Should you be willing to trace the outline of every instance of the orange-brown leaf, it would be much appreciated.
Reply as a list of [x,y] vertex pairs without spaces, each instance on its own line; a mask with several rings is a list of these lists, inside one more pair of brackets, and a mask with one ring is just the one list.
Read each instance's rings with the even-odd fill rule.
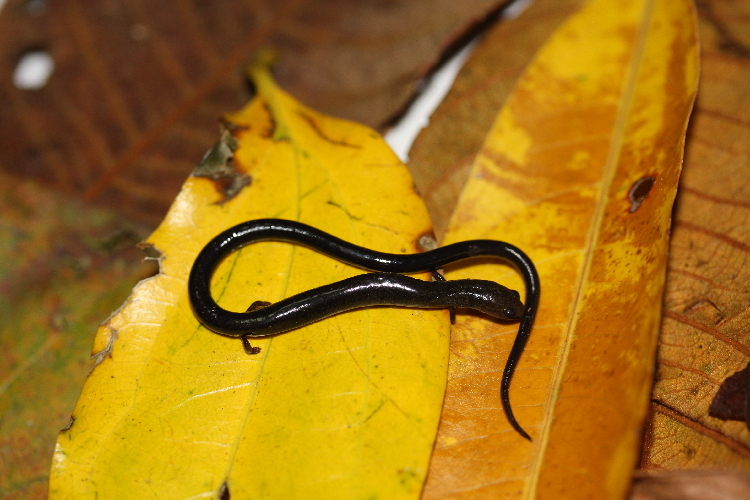
[[[697,84],[687,1],[594,0],[521,77],[478,154],[446,242],[507,240],[542,280],[511,390],[514,328],[462,317],[426,498],[621,498],[640,447],[670,213]],[[507,268],[448,276],[520,285]]]

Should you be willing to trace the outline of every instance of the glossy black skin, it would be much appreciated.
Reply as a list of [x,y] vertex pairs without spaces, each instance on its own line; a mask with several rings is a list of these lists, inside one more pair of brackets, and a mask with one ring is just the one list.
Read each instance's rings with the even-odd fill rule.
[[313,288],[252,312],[231,312],[205,303],[203,307],[194,305],[193,310],[201,323],[216,333],[264,337],[368,306],[466,307],[500,319],[520,318],[524,309],[517,291],[494,281],[431,282],[401,274],[370,273]]
[[[276,304],[245,313],[222,309],[211,296],[216,266],[228,254],[255,241],[288,241],[304,245],[362,269],[377,271],[325,285]],[[435,272],[446,264],[471,257],[498,257],[513,264],[524,278],[526,304],[518,292],[485,280],[427,282],[401,274]],[[513,428],[526,439],[510,406],[510,381],[531,333],[539,304],[539,276],[531,260],[513,245],[496,240],[454,243],[419,254],[376,252],[300,222],[259,219],[243,222],[211,240],[193,264],[188,282],[190,302],[198,320],[208,329],[246,339],[289,331],[359,307],[390,305],[419,308],[466,307],[496,318],[521,318],[503,370],[500,400]]]

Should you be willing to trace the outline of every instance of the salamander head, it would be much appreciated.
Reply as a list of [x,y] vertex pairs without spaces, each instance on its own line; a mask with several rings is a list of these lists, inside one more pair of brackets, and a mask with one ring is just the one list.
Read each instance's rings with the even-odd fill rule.
[[455,307],[474,309],[498,319],[518,319],[523,315],[521,295],[510,288],[486,280],[448,281]]

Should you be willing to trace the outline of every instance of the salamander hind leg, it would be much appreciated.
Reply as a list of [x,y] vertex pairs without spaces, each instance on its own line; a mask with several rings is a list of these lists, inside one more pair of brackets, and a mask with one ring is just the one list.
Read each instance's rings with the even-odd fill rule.
[[245,352],[249,355],[253,354],[259,354],[260,353],[260,347],[253,347],[250,345],[250,340],[248,340],[247,335],[243,335],[240,337],[242,339],[242,347],[245,349]]
[[[430,271],[432,273],[432,281],[447,281],[445,279],[445,276],[440,274],[437,269],[433,269]],[[451,325],[456,323],[456,308],[455,307],[449,307],[448,311],[451,313]]]
[[[250,307],[247,308],[247,311],[245,312],[253,312],[257,311],[258,309],[263,309],[264,307],[270,306],[271,302],[268,302],[266,300],[256,300],[252,304],[250,304]],[[250,340],[248,339],[247,335],[243,335],[240,337],[242,339],[242,347],[245,349],[245,352],[249,355],[258,354],[260,353],[260,347],[253,347],[250,344]]]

**EXERCISE BRIEF**
Copy each line of the records above without change, but do not include any picture.

**RESULT FOR THIS EXERCISE**
Should you be willing to trace the outline of every instance of the orange-brown leaf, it would be much appreciated.
Reply as a list of [x,y] vertex pairs without spaces, each instance on its own line; a mask with several rings is a list of these lists, inside one more pair of brackets, and a mask with one ring is just the one list.
Read each instance's rings with the even-odd fill rule.
[[[697,84],[687,1],[594,0],[521,77],[478,154],[446,242],[507,240],[542,280],[511,390],[514,328],[462,317],[426,498],[621,498],[640,447],[670,213]],[[507,268],[448,276],[520,285]]]

Should you be willing to trace the outline of every instance of the glossy black skin, it would be much appreciated.
Reply as a list of [x,y] vertex pairs without spaces, each instance on its own line; a mask with several rings is a list of these lists, inside one more pair of brackets, and a mask with one ring is just the one list.
Read each instance's rings with the even-odd fill rule.
[[313,288],[252,312],[231,312],[205,303],[203,307],[194,305],[193,310],[201,323],[216,333],[264,337],[368,306],[466,307],[500,319],[520,318],[524,309],[517,291],[494,281],[431,282],[401,274],[370,273]]
[[[276,304],[245,313],[222,309],[211,296],[216,266],[228,254],[255,241],[288,241],[304,245],[362,269],[377,271],[325,285]],[[435,272],[446,264],[471,257],[498,257],[513,264],[524,278],[526,304],[518,292],[485,280],[427,282],[401,274]],[[513,428],[526,439],[510,406],[510,381],[531,333],[539,304],[539,276],[531,260],[513,245],[496,240],[454,243],[419,254],[376,252],[300,222],[259,219],[243,222],[211,240],[193,264],[188,282],[190,302],[198,320],[208,329],[246,339],[289,331],[359,307],[390,305],[419,308],[466,307],[496,318],[521,318],[503,370],[500,400]]]

Should you be willing to trace the outline of every instance of the salamander head, it would be much appreciated.
Reply as a list of [x,y] vertex pairs without spaces, each instance on its own line; a mask with several rings is a list of these lists, inside one more pair of brackets, and a mask with one ring is just the one list.
Read each instance's rings with the even-odd fill rule.
[[455,307],[474,309],[498,319],[518,319],[523,315],[521,295],[510,288],[486,280],[448,281]]

Should you be willing to trace the outline of every instance of the salamander hind leg, it would be much appreciated.
Reply as a list of [x,y] vertex pairs without spaces, each instance on its own line; a mask with several rings is a list of these lists, inside one more pair of brackets, and a mask with one ring is just the one list.
Read each instance's rings with the even-odd fill rule.
[[245,352],[249,355],[253,354],[259,354],[260,353],[260,347],[253,347],[250,345],[250,340],[248,340],[247,335],[243,335],[240,337],[242,339],[242,347],[245,349]]
[[[430,271],[432,273],[432,281],[447,281],[445,279],[445,276],[440,274],[437,269],[433,269]],[[451,325],[456,323],[456,308],[455,307],[449,307],[448,311],[451,313]]]
[[[250,307],[247,308],[247,311],[245,312],[253,312],[257,311],[258,309],[263,309],[264,307],[270,306],[271,302],[268,302],[266,300],[256,300],[252,304],[250,304]],[[250,340],[248,339],[247,335],[243,335],[240,337],[242,339],[242,347],[245,349],[245,352],[249,355],[258,354],[260,353],[260,347],[253,347],[250,344]]]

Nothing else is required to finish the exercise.